─── GIVEN DATA
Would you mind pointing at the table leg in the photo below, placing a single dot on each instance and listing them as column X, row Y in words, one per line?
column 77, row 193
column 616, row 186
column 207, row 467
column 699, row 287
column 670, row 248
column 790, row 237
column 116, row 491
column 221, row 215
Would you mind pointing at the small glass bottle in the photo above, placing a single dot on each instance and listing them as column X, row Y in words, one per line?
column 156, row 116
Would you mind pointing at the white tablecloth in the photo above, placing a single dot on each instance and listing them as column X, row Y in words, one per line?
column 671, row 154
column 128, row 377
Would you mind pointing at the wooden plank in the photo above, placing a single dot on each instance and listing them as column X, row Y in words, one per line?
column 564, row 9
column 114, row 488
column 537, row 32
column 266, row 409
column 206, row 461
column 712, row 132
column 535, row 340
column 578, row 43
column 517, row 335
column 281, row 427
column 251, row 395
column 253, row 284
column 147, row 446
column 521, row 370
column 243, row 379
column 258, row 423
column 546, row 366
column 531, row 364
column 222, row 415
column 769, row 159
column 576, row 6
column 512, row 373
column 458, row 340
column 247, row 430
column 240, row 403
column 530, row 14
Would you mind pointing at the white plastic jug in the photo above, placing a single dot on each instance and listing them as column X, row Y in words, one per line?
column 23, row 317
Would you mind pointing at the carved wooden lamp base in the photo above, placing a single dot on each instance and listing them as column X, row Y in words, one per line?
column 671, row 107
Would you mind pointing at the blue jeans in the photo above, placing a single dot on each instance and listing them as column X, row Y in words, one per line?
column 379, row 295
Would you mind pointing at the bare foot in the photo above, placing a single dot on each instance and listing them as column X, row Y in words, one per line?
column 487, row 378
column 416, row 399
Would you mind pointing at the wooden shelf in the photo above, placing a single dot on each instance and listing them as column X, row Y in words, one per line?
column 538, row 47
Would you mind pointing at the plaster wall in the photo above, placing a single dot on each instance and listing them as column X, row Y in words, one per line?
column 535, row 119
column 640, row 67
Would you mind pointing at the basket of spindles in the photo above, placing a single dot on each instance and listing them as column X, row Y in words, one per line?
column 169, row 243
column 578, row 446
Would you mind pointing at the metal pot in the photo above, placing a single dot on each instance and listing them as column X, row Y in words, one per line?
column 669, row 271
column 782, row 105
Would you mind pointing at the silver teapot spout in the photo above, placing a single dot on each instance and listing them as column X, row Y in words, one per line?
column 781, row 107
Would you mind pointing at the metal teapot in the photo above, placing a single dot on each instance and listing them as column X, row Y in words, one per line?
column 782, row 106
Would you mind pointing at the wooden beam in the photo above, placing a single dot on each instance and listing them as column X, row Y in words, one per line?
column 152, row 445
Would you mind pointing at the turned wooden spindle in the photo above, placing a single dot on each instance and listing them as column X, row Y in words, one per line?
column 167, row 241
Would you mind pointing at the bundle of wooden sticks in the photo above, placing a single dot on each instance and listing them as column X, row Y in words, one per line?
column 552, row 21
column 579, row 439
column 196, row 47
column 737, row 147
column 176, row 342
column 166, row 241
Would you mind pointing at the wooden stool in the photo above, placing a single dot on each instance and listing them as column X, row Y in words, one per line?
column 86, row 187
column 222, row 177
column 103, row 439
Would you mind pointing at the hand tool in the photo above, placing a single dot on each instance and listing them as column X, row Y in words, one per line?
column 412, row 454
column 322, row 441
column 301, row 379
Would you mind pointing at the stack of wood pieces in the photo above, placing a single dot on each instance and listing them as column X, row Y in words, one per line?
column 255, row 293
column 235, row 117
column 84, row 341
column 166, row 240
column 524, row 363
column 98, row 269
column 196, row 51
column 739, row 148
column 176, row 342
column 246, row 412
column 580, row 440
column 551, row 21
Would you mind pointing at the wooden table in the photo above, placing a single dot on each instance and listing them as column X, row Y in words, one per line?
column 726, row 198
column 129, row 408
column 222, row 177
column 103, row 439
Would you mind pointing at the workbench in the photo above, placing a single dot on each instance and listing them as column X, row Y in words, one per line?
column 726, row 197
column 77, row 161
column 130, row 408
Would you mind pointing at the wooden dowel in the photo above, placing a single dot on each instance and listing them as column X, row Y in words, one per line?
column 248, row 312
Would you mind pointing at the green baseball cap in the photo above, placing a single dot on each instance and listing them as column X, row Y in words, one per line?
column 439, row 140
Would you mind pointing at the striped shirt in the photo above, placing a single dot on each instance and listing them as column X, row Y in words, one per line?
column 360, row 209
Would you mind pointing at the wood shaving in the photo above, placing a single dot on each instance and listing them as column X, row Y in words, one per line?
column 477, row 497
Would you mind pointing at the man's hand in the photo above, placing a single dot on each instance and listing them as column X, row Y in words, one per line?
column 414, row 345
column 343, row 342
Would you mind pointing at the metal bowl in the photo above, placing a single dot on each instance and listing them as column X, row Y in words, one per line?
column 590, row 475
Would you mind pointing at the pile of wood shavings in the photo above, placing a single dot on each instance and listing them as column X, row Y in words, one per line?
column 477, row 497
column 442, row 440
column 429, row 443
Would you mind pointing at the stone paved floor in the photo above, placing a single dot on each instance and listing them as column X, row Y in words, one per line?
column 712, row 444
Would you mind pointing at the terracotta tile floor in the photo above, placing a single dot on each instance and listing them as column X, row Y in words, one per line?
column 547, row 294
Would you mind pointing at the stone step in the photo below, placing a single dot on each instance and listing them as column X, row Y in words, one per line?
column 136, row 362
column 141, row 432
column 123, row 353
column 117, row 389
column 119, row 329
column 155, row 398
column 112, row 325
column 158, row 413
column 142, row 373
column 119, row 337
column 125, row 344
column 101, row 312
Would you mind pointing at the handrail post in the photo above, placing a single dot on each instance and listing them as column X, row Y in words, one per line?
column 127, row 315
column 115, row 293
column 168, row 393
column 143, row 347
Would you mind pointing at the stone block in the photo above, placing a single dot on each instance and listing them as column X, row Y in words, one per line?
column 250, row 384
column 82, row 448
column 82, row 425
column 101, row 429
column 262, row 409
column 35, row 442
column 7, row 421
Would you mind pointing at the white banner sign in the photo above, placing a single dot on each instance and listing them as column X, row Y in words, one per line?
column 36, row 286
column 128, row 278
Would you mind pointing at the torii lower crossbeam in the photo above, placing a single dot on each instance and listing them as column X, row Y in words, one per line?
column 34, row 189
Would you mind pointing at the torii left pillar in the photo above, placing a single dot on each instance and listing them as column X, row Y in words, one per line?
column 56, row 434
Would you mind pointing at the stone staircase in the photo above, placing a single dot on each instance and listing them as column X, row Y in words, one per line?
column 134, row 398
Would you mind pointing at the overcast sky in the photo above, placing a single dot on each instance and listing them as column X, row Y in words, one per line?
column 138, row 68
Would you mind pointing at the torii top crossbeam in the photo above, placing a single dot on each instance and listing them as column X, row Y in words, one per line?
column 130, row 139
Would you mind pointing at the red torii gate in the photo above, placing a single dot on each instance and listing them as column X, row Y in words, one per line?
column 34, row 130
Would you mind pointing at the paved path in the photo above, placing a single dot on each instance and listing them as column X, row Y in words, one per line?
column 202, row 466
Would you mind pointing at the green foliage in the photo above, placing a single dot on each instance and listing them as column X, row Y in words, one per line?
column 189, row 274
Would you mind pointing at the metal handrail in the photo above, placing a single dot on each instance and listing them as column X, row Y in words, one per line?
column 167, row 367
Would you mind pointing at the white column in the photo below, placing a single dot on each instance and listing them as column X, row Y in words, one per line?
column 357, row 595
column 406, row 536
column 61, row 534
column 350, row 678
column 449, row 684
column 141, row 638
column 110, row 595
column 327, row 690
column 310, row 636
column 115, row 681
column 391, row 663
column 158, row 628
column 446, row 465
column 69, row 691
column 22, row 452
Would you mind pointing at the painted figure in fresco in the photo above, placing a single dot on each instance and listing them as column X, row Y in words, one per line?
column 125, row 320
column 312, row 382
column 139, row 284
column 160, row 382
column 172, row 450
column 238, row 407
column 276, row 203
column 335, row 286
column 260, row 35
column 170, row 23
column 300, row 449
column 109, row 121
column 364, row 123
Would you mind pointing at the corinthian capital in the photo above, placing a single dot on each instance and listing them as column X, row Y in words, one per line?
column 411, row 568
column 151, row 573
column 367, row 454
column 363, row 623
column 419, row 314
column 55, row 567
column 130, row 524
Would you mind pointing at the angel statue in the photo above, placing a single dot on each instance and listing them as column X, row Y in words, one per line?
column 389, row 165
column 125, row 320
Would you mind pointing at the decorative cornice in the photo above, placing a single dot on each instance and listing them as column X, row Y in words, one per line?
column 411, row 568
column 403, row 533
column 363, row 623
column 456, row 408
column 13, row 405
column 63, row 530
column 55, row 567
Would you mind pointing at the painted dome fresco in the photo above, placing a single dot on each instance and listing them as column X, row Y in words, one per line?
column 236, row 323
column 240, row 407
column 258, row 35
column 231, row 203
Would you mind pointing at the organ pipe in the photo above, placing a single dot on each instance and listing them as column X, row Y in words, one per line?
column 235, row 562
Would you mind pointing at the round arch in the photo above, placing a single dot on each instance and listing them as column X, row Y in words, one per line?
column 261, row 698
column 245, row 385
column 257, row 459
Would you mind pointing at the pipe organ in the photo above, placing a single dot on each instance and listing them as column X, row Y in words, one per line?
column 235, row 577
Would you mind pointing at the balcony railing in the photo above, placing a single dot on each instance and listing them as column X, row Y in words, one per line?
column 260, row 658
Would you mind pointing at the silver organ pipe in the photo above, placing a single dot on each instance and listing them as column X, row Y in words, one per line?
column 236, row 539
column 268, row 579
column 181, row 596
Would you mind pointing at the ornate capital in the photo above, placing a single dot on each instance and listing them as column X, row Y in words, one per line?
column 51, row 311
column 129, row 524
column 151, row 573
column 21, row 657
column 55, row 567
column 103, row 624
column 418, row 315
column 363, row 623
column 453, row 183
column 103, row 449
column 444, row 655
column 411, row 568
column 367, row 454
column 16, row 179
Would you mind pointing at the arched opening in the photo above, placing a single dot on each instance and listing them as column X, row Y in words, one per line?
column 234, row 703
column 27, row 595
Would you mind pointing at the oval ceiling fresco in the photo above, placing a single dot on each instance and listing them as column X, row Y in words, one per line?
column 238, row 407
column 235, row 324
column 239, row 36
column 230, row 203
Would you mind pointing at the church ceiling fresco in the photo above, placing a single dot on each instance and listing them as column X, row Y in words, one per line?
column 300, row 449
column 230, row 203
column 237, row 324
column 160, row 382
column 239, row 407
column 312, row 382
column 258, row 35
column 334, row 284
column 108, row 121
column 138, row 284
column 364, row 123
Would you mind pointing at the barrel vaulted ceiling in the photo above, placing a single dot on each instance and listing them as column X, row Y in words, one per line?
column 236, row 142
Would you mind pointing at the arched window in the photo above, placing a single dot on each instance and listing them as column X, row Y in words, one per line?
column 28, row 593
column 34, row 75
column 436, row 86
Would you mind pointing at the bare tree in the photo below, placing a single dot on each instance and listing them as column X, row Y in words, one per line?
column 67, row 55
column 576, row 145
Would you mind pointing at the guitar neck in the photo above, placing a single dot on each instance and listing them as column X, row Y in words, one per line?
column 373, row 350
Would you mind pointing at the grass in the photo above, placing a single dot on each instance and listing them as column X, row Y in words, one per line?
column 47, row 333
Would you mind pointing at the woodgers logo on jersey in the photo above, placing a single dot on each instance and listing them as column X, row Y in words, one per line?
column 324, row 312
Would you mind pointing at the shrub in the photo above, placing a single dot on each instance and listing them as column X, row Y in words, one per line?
──────
__TASK TO COMPLETE__. Verbatim reproduction is required for the line holding "Would you mind pointing at the grass" and for every line after it in the records, with no other line included.

__YOUR SOLUTION__.
Would you mind pointing at the grass in the photo above, placing a single dot on each instance and listing them as column X, row Y in words, one per line?
column 47, row 333
Would you mind pointing at the woodgers logo on jersey in the photo above, placing a single dot on each instance and listing them as column X, row Y in words, one per line?
column 324, row 312
Would you mind pointing at the shrub in the photo above, placing a single dot on each instance and listing them as column X, row Y in words, one per line?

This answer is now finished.